>> Start Dataset content
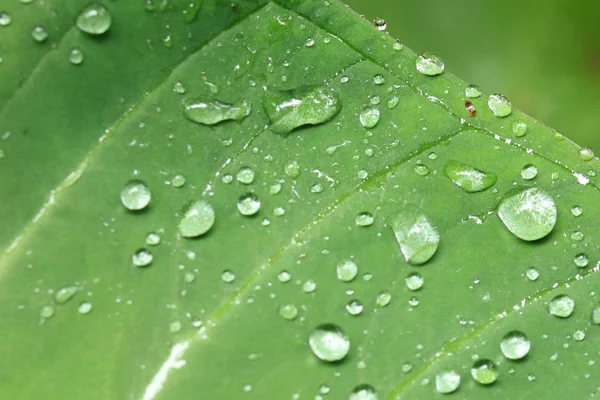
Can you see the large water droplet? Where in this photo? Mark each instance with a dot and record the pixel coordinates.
(329, 343)
(530, 214)
(468, 178)
(515, 345)
(290, 110)
(135, 195)
(197, 218)
(562, 306)
(94, 19)
(417, 236)
(500, 105)
(429, 64)
(447, 381)
(212, 112)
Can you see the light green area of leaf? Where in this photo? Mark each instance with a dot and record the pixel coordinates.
(212, 317)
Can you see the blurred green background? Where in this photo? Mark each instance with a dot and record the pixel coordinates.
(543, 55)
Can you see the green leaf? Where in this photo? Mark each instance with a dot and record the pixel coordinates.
(261, 256)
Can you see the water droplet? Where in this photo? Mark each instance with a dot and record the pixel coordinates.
(414, 281)
(39, 34)
(447, 381)
(227, 276)
(84, 308)
(364, 219)
(472, 91)
(212, 112)
(532, 274)
(197, 219)
(561, 306)
(484, 372)
(529, 214)
(329, 343)
(76, 56)
(290, 110)
(499, 105)
(288, 311)
(416, 235)
(363, 392)
(469, 179)
(248, 204)
(369, 117)
(429, 64)
(515, 345)
(94, 19)
(142, 258)
(346, 271)
(519, 128)
(529, 171)
(65, 294)
(383, 299)
(135, 195)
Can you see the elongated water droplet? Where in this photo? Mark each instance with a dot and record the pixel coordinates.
(417, 236)
(329, 343)
(290, 110)
(197, 219)
(135, 195)
(212, 112)
(499, 105)
(515, 345)
(469, 179)
(561, 306)
(530, 214)
(94, 20)
(429, 64)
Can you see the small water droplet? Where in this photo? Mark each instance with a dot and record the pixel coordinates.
(499, 105)
(561, 306)
(447, 381)
(429, 64)
(515, 345)
(417, 236)
(329, 343)
(197, 219)
(469, 179)
(529, 214)
(94, 20)
(135, 195)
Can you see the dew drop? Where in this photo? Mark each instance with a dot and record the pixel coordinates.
(417, 236)
(469, 179)
(429, 64)
(515, 345)
(94, 20)
(499, 105)
(329, 343)
(197, 219)
(135, 195)
(561, 306)
(529, 214)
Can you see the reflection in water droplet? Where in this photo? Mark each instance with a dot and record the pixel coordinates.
(515, 345)
(529, 214)
(447, 381)
(290, 110)
(561, 306)
(94, 20)
(135, 195)
(198, 217)
(329, 343)
(500, 105)
(417, 236)
(484, 372)
(469, 179)
(429, 64)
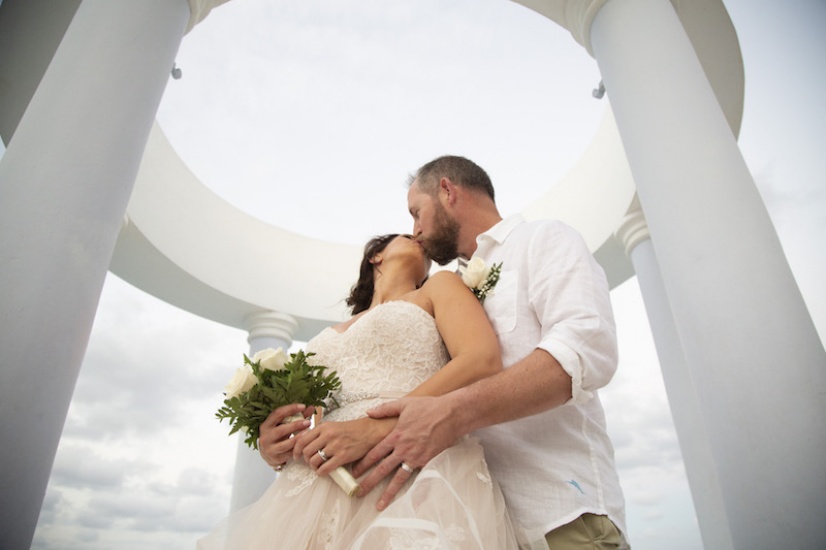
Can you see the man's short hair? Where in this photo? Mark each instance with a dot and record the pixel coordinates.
(459, 170)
>> End Dataset content
Problem:
Give the listing above as a Markdown table with the columns Row and Entry, one numbered row per line, skipping blank lines. Leave the pictures out of your answer.

Response to this exercise:
| Row | Entry |
|---|---|
| 1 | Can you see the large water droplet? Where in this photo? Mark each instance with a dot and record the pixel coordinates. |
| 2 | (329, 343) |
| 3 | (530, 214) |
| 4 | (468, 178) |
| 5 | (515, 345) |
| 6 | (290, 110) |
| 7 | (135, 195) |
| 8 | (197, 218) |
| 9 | (562, 306) |
| 10 | (94, 19) |
| 11 | (417, 236) |
| 12 | (500, 105) |
| 13 | (429, 64) |
| 14 | (447, 381) |
| 15 | (212, 112) |
| 16 | Can you see the light green area of leaf? Where in this photo? Mark each instance with a dot and record the pixel coordinates. |
| 17 | (212, 317) |
| 18 | Can you see the blurred green background? Where in this photo? Mark each instance with a dot and record the pixel coordinates. |
| 19 | (543, 55) |
| 20 | Can you see the green leaf? Where in this photo? Mark each instance with a dot and record the pixel coordinates. |
| 21 | (261, 256) |
| 22 | Can you see the water droplet? Where in this photo? Mark each instance with a dot and record the pixel coordinates. |
| 23 | (414, 281) |
| 24 | (39, 34) |
| 25 | (447, 381) |
| 26 | (227, 276) |
| 27 | (84, 308) |
| 28 | (364, 219) |
| 29 | (472, 91) |
| 30 | (212, 112) |
| 31 | (532, 274) |
| 32 | (197, 219) |
| 33 | (561, 306) |
| 34 | (484, 372) |
| 35 | (529, 214) |
| 36 | (329, 343) |
| 37 | (76, 56) |
| 38 | (290, 110) |
| 39 | (499, 105) |
| 40 | (288, 311) |
| 41 | (416, 235) |
| 42 | (363, 392) |
| 43 | (469, 179) |
| 44 | (248, 204) |
| 45 | (369, 117) |
| 46 | (429, 64) |
| 47 | (515, 345) |
| 48 | (94, 19) |
| 49 | (142, 258) |
| 50 | (346, 271) |
| 51 | (519, 128) |
| 52 | (529, 171) |
| 53 | (65, 294) |
| 54 | (383, 299) |
| 55 | (135, 195) |
| 56 | Can you see the elongated water droplet? Where in this photo? Mark each instance with a dot and record the pixel coordinates. |
| 57 | (417, 236) |
| 58 | (329, 343) |
| 59 | (290, 110) |
| 60 | (197, 219) |
| 61 | (135, 195) |
| 62 | (212, 112) |
| 63 | (499, 105) |
| 64 | (515, 345) |
| 65 | (469, 179) |
| 66 | (561, 306) |
| 67 | (530, 214) |
| 68 | (94, 20) |
| 69 | (429, 64) |
| 70 | Can you see the small water droplet? Where in this photo? Mark each instance with a dot and record the pixel coordinates. |
| 71 | (499, 105) |
| 72 | (561, 306) |
| 73 | (447, 381) |
| 74 | (429, 64) |
| 75 | (515, 345) |
| 76 | (417, 236) |
| 77 | (329, 343) |
| 78 | (197, 219) |
| 79 | (469, 179) |
| 80 | (529, 214) |
| 81 | (94, 20) |
| 82 | (135, 195) |
| 83 | Can you see the dew drop? Where in this photo? Mark each instance with a dot and record the pixel coordinates. |
| 84 | (417, 236) |
| 85 | (469, 179) |
| 86 | (429, 64) |
| 87 | (515, 345) |
| 88 | (94, 20) |
| 89 | (499, 105) |
| 90 | (329, 343) |
| 91 | (197, 219) |
| 92 | (135, 195) |
| 93 | (561, 306) |
| 94 | (529, 214) |
| 95 | Can you see the reflection in water droplet? Where in this photo? Mark each instance with a dot and record the pixel coordinates. |
| 96 | (515, 345) |
| 97 | (529, 214) |
| 98 | (447, 381) |
| 99 | (290, 110) |
| 100 | (561, 306) |
| 101 | (94, 20) |
| 102 | (135, 195) |
| 103 | (198, 217) |
| 104 | (329, 343) |
| 105 | (500, 105) |
| 106 | (417, 236) |
| 107 | (484, 372) |
| 108 | (469, 179) |
| 109 | (429, 64) |
| 110 | Can you see the man's short hair? Where in this photo? Mark each instance with a dot and record the pixel coordinates. |
| 111 | (459, 170) |